**Data**
•••

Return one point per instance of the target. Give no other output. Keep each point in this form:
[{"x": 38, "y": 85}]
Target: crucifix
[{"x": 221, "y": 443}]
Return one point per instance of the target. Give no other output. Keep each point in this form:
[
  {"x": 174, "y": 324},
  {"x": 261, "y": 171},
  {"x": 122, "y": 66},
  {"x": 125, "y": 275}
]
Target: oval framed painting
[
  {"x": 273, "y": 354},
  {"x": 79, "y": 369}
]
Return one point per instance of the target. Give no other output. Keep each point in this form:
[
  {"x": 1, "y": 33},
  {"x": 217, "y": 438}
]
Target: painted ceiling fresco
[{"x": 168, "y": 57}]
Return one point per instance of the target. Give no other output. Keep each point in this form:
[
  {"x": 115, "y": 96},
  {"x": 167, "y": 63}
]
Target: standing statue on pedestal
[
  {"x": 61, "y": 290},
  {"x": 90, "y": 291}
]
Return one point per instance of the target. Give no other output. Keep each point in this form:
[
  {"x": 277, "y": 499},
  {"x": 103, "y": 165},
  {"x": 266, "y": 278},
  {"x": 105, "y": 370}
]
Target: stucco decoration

•••

**Work to be completed**
Would you please restate all of the entries exactly?

**Answer to this task**
Return one point per instance of the target. Give no other output. Keep each point in this form:
[{"x": 38, "y": 85}]
Target: crucifix
[{"x": 221, "y": 443}]
Return one point per instance of the target. Give no other output. Keep each point in this form:
[
  {"x": 174, "y": 324},
  {"x": 261, "y": 171},
  {"x": 122, "y": 66},
  {"x": 125, "y": 275}
]
Target: oval framed painting
[
  {"x": 273, "y": 354},
  {"x": 79, "y": 369}
]
Return one point per instance of the target. Give no other output. Keep each point in this form:
[
  {"x": 1, "y": 33},
  {"x": 217, "y": 438}
]
Target: painted ceiling fresco
[{"x": 168, "y": 57}]
Return one point per instance of the target. Give no other output. Keep each point in this form:
[
  {"x": 115, "y": 96},
  {"x": 167, "y": 63}
]
Target: standing statue on pedestal
[
  {"x": 61, "y": 290},
  {"x": 90, "y": 291}
]
Return one point per instance of the target. Give no other output. Keep each point in this form:
[
  {"x": 277, "y": 499},
  {"x": 103, "y": 165},
  {"x": 266, "y": 278},
  {"x": 105, "y": 370}
]
Target: stucco decoration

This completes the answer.